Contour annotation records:
※ ※ ※
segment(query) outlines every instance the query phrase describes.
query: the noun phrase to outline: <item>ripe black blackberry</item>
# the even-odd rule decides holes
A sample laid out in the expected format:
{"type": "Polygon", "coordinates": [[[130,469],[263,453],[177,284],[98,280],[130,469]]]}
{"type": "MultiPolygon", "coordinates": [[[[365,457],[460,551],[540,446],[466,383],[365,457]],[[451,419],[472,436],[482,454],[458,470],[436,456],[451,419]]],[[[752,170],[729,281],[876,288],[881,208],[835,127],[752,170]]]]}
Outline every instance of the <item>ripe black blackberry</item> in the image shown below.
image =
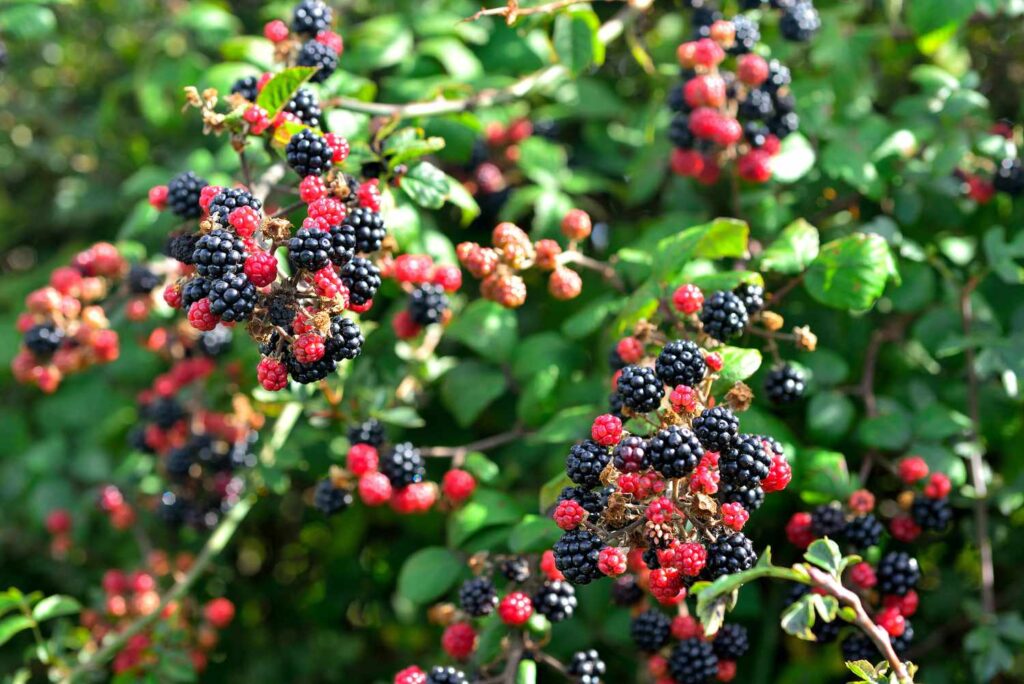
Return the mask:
※ ※ ※
**Written problem**
Quote the entries above word for word, leaving out the pictures.

**The solution**
segment(query) outlines every instance the query phrase describes.
query: the noun phrase to outline: <item>ripe black blackberry</item>
# the even-odd rule decides holes
A sample laid out in the expected format:
{"type": "Polygon", "coordinates": [[[130,469],[263,453],[177,284],[98,280],[130,469]]]}
{"type": "MultiPolygon", "coordinates": [[[[365,457],[460,551],[540,446],[466,383],[365,457]],[[451,419],[472,436],[482,454],[458,470],[436,456],[451,419]]],[[[752,170],[729,281],[876,288],[881,208],[835,127],[752,170]]]]}
Outline every instance of the <item>ripe black blackberry</item> in the image shown below.
image =
Return the mask:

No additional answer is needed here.